My biggest failure point is my inability to carry out goals. That’s what my inner Murphy says would cause my failure to get into MIRI and do good work. That’s probably the most important thing I’m currently trying to get out of LW—the Hammertime sequence looks promising. If anyone has any good recommendations for people who can’t remember to focus, I’d love them.
In fact, any recommendations would be greatly appreciated. Such as: what would you say to someone who’s going into college? What would you say to someone who wants to work in AI risk?
I’m currently working through the MIRI research guide, starting with Halmos’s Naive Set Theory. If anyone else is doing this and would like a study partner, we should study together.
I’ve read some things about AI risk, both through the popularizations available on LW/SSC and through a couple of papers. I’ve had a few ideas already. My Outside View is sane, and I know there’s a very low chance that I’ve seen something that everyone else missed. Should I write a post on LW about it anyway?
To give an example, here’s the idea on my mind right now: it’s probably not possible to encode all our values explicitly into an AI. The obvious solution is to build into it the ability to learn values. This means it’ll start in a state of “moral ignorance”, and learn what it “should want to do” by looking at people. I’m not saying it’ll copy people’s actions, I’m saying its actions will have to be somehow entangled with what humans are and do. Information theory and so on. The crucial point: before it “opens its eyes”, this AI is not a classical consequentialist, right? Classical consequentialists have a ranking over worlds that doesn’t vary by each world. This AI’s terminal goals change depending on which possible world it’s in! I want to explore the implications—are there pitfalls? Does this help us solve problems? What is the best way to build this kind of agent? Should we even build it this way or not? I also want to formalize this kind of agent. It seems very similar to UDT in a sense, so perhaps it’s a simple extension of UDT. But there’s probably complications, and it’s worth turning the fuzzy ideas into math.
Some questions I have: does this seem like a possibly fruitful direction to look? Has someone already done something like this? What advice do you have for someone trying to do what I’m doing? Is there a really good AI risk paper that I could look at and try to mimic in terms of “this is how you formalize things, these are the sorts of questions you need to answer, etc.”? Is there anyone who’d be interested in mentoring a young person who’s interested in the field? (Connotation clarification: communicating, giving advice, kind of a back-and-forth maybe? I don’t know what’s okay to ask for and what’s not, because I’m a young clueless person. But I’m really interested and motivated, and Asking For Help is important, so I’ll put this out there and hope people interpret it charitably.)

Work request: Could you transcribe the post about AI risk from "I’m currently working" to "should study together.", word for word?

Extracted data:
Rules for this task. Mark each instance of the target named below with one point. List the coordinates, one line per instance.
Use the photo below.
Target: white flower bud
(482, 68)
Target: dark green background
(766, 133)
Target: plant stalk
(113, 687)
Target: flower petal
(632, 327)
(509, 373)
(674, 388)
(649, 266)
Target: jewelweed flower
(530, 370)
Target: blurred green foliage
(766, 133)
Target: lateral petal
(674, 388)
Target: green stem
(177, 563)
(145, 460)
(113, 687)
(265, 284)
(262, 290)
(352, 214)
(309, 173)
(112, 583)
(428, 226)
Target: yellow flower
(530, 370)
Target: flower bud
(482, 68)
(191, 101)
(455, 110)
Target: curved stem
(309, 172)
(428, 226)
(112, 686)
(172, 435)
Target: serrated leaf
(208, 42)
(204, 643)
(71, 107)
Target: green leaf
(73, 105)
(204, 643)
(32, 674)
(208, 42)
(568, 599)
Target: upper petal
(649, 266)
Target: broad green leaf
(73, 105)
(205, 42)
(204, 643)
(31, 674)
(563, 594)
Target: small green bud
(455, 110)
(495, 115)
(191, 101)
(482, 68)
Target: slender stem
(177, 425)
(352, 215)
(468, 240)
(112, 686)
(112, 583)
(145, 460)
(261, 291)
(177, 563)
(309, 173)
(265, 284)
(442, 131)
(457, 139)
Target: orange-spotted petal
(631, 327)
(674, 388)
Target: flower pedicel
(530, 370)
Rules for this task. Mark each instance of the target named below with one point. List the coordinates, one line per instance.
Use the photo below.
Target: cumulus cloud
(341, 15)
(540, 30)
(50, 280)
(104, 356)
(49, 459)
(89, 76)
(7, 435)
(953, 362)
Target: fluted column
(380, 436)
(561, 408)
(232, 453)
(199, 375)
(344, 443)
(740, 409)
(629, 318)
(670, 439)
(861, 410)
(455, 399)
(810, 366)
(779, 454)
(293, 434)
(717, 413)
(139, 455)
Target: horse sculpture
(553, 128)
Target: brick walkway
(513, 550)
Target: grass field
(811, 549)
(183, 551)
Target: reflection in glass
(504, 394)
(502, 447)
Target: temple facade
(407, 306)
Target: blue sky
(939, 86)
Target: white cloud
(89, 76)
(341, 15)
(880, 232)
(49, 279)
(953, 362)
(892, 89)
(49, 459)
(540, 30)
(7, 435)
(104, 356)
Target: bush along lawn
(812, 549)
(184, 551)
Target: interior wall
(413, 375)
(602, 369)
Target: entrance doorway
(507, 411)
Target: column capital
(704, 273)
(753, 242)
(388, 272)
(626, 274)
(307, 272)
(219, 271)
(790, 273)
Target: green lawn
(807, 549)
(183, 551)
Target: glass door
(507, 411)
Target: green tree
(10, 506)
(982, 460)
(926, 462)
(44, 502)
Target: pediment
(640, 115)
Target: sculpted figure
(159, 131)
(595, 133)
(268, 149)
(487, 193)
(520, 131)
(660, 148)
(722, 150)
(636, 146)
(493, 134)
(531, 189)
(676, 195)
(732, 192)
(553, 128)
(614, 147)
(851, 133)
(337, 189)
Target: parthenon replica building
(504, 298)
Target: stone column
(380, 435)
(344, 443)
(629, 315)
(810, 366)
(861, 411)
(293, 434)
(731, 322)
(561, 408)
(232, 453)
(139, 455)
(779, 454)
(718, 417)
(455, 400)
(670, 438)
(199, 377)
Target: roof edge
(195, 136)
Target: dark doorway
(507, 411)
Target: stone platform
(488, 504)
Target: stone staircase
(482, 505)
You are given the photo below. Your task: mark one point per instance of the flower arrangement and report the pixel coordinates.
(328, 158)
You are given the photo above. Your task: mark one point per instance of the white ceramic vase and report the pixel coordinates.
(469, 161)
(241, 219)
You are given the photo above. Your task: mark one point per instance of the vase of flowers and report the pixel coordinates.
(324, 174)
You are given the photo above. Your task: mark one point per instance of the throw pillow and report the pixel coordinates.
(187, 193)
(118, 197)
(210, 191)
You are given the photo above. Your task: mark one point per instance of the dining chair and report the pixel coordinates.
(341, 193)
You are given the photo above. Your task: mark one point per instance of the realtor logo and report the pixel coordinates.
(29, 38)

Answer box:
I’m currently working through the MIRI research guide, starting with Halmos’s Naive Set Theory. If anyone else is doing this and would like a study partner, we should study together.